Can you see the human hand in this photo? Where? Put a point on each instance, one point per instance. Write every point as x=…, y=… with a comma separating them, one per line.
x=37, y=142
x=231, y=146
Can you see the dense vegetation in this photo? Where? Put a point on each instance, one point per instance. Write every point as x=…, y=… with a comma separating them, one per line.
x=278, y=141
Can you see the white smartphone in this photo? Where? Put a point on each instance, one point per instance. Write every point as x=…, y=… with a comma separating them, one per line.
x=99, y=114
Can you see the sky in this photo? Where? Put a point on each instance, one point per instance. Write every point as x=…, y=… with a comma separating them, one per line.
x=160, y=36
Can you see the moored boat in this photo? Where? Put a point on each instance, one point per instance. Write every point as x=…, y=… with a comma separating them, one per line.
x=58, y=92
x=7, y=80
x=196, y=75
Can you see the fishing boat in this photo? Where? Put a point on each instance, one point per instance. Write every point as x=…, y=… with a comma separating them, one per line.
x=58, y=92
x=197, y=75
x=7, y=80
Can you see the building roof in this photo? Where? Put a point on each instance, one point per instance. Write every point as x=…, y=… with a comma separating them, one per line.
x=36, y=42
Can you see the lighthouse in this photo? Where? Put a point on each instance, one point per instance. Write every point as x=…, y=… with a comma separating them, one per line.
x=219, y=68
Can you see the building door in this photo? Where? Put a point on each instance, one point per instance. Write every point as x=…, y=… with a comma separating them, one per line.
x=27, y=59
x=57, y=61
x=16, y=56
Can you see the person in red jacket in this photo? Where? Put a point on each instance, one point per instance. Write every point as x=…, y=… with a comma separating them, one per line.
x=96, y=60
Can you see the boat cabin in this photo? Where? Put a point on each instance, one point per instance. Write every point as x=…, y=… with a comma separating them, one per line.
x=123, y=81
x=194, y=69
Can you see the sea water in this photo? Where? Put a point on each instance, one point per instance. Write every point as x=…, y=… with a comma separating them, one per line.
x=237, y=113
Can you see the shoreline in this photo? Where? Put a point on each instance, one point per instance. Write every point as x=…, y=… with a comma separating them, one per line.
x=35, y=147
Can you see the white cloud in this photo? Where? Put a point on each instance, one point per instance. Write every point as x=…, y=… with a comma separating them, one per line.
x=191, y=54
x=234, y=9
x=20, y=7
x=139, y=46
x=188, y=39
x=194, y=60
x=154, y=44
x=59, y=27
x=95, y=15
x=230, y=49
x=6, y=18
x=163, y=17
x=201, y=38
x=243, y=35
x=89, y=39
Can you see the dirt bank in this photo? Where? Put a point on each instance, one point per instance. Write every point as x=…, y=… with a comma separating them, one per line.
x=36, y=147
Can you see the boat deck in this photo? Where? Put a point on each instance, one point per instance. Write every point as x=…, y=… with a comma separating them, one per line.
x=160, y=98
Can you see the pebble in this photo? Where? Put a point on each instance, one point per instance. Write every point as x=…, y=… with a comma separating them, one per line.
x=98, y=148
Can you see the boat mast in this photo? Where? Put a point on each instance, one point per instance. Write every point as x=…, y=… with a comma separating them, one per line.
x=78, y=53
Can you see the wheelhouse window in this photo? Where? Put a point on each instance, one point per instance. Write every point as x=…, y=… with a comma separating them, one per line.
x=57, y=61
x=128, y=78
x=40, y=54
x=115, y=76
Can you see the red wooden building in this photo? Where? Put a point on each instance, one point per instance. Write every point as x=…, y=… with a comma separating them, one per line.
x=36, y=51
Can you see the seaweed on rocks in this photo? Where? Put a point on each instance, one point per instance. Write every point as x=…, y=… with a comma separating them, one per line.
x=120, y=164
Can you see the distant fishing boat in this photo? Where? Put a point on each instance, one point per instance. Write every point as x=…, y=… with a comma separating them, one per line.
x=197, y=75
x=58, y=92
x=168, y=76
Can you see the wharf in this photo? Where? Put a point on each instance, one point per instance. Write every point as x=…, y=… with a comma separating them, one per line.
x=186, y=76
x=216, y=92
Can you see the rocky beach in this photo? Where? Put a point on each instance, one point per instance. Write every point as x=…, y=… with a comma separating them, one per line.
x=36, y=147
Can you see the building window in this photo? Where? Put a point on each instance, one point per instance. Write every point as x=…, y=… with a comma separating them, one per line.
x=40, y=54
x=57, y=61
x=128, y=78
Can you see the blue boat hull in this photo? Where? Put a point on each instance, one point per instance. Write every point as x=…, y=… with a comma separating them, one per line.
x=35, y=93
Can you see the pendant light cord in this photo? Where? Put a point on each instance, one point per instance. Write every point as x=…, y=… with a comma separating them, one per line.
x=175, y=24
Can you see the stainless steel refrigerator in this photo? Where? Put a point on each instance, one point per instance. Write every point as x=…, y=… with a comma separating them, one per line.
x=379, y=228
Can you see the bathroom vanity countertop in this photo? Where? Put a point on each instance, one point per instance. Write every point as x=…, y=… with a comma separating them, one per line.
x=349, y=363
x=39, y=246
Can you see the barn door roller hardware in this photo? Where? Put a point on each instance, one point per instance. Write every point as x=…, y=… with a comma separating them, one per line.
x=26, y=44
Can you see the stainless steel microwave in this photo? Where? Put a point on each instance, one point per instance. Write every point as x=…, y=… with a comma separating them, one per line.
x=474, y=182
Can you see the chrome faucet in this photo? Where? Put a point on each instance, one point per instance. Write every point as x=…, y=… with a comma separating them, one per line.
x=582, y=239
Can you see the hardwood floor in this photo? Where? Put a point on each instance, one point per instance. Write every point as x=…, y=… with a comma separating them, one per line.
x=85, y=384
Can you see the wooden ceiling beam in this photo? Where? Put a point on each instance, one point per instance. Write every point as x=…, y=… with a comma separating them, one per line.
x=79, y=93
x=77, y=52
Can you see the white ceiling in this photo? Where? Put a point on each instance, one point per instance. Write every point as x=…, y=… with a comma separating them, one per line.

= = = = = = =

Rewrite all of the records above, changing every occurrence of "one point per instance" to "a single point for each instance" and leaving everything else the same.

ANSWER TO THIS EXERCISE:
Can you see the human hand in this photo? Where? Put a point on each instance, a single point for each instance. Write every point as x=…, y=… with a comma separating them, one per line.
x=37, y=142
x=231, y=146
Can you see the dense vegetation in this photo? Where? Put a point on each instance, a single point for each instance. Write every point as x=…, y=… with a comma separating them, one per line.
x=278, y=141
Can you see the white smartphone in this photo? Where? Put a point on each instance, a single point for each instance. Write every point as x=…, y=… with a comma separating them, one per line.
x=99, y=114
Can you see the sky in this photo? Where? Put a point on each instance, a single point for each instance. Write every point as x=…, y=… with a comma separating them, one per line.
x=160, y=36
Can you see the moored boat in this photo? Where? Put a point on each instance, a single point for each instance. Write every point as x=…, y=… with a comma separating them, one per line.
x=58, y=92
x=7, y=80
x=196, y=75
Can you see the fishing boat in this photo? Where? Put a point on each instance, a single point for each instance. Write every point as x=…, y=… with a comma separating them, one per line.
x=58, y=92
x=197, y=75
x=7, y=80
Can you see the building roof in this photo? Where? Put a point on each instance, a single point for each instance. Write every point as x=…, y=… with a comma separating them, one per line.
x=36, y=42
Can you see the lighthouse in this photo? Where? Put a point on each instance, a single point for each instance. Write every point as x=…, y=… with a comma separating them, one per line.
x=219, y=68
Can you see the building door in this photo? Where? Put a point on each instance, a single point for each instance. Write every point as x=…, y=… with a comma separating them, one per line.
x=27, y=59
x=57, y=61
x=16, y=56
Can you see the person in red jacket in this photo? Where? Put a point on each instance, a single point for each instance. Write every point as x=…, y=… with a comma separating them, one per line.
x=96, y=60
Can you see the boat cabin in this photo? Where? Put a point on each instance, a single point for each instance. Write every point as x=…, y=… with a comma separating them, one per line.
x=123, y=81
x=194, y=69
Can you see the sea water in this photo? Where? Put a point on each instance, a single point for each instance. Write every point as x=…, y=… with a comma separating them, one per line.
x=237, y=113
Can you see the shoreline in this photo? Where? Put a point on each instance, a single point for each instance. Write every point as x=…, y=… with a comma separating them, one per line.
x=35, y=147
Can you see the white cloud in this photo? Where? Put a point on each instance, a single point for each instance. Write every point as x=…, y=… with a comma separating them, one per line.
x=191, y=54
x=234, y=9
x=20, y=7
x=139, y=46
x=188, y=39
x=194, y=60
x=154, y=44
x=59, y=27
x=95, y=15
x=230, y=49
x=6, y=18
x=163, y=17
x=201, y=38
x=243, y=35
x=89, y=39
Can you see the dirt bank in this photo? Where? Put a point on each instance, a single point for each instance. Write every point as x=…, y=… with a comma separating them, one per line.
x=36, y=147
Can you see the boat deck in this photo? Where? Put a point on each instance, a single point for each instance. Write every point as x=…, y=… with a comma separating them, one per line.
x=160, y=98
Can you see the pebble in this photo? Where? Put a point on each instance, a single point for each instance. Write every point as x=…, y=… with a comma separating them, one per line.
x=98, y=148
Can you see the boat mast in this photo? Where? Put a point on each instance, a single point for each instance. Write every point as x=…, y=… with a comma separating them, one per line.
x=78, y=53
Can you see the wheelhouse window in this photo? Where? Put a point on each instance, a single point for each instance. Write every point as x=…, y=… with a comma separating them, one per line.
x=57, y=61
x=128, y=78
x=40, y=54
x=115, y=76
Can you see the red wooden building in this photo? Where? Put a point on each instance, a single point for each instance. Write every point as x=…, y=… with a comma separating them, one per line.
x=36, y=51
Can you see the seaweed on rocks in this photo? Where? Put a point on each instance, a single point for each instance. Write every point as x=…, y=… with a comma separating them, one per line.
x=120, y=164
Can you see the distant fishing boat in this photo? Where? Put a point on each instance, a single point for each instance. Write every point as x=…, y=… with a comma separating them, one per line.
x=197, y=75
x=58, y=92
x=168, y=76
Can you see the wharf in this photo? Where? Put a point on each instance, a single point for each instance. Write every point as x=…, y=… with a comma separating them, one per line.
x=186, y=76
x=216, y=92
Can you see the rocky beach in this photo? Where? Put a point on each instance, a single point for each instance. Write every point as x=…, y=… with a comma separating them, one per line.
x=36, y=147
Can you see the building window in this photo? Where? Put a point on each instance, a single point for each instance. Write every point as x=…, y=… with a comma separating them, one per line.
x=40, y=54
x=57, y=61
x=128, y=78
Can you see the blue boat hull in this photo? Where? Put a point on each instance, a single point for each instance. Write every point as x=…, y=… with a comma separating them, one per line.
x=35, y=93
Can you see the pendant light cord in this photo? Where? Put a point on each instance, a single point for each instance. Write every point as x=…, y=… with a comma separating them, one per line.
x=175, y=24
Can you see the stainless steel refrigerator in this photo? Where? Put a point on each instance, a single point for each instance. Write every point as x=…, y=… with a comma separating them, one per line.
x=379, y=228
Can you see the bathroom vanity countertop in this photo? Where? Put a point on each instance, a single point for each instance. Write every point as x=…, y=… with a comma separating them, one per line.
x=349, y=363
x=39, y=246
Can you see the barn door roller hardware in this photo? Where? Put a point on each instance, a single point for each instance. Write every point as x=…, y=… with a comma separating them, one per line.
x=26, y=44
Can you see the stainless steel microwave in this photo? Where? Put a point on each instance, a single point for each instance. Write every point as x=…, y=… with a comma separating them, one per line.
x=474, y=182
Can you see the chrome faucet in this photo? Where? Put a point on each instance, a single point for each instance. Write every point as x=…, y=… with a comma separating them, one per line.
x=582, y=239
Can you see the hardwood floor in this photo? Where? Put a point on each instance, a single point for each instance. Write every point as x=…, y=… with a comma separating them, one per line.
x=85, y=384
Can you see the wooden ceiling beam in this photo? Where? Put a point on each instance, a single point for each instance. Write every point as x=…, y=… with a comma separating them, one per line.
x=79, y=93
x=77, y=52
Can you see the white ceiling in this photo? Where? Put a point on each instance, a single point for each instance. Write every point as x=…, y=… with a comma separating them, one per line.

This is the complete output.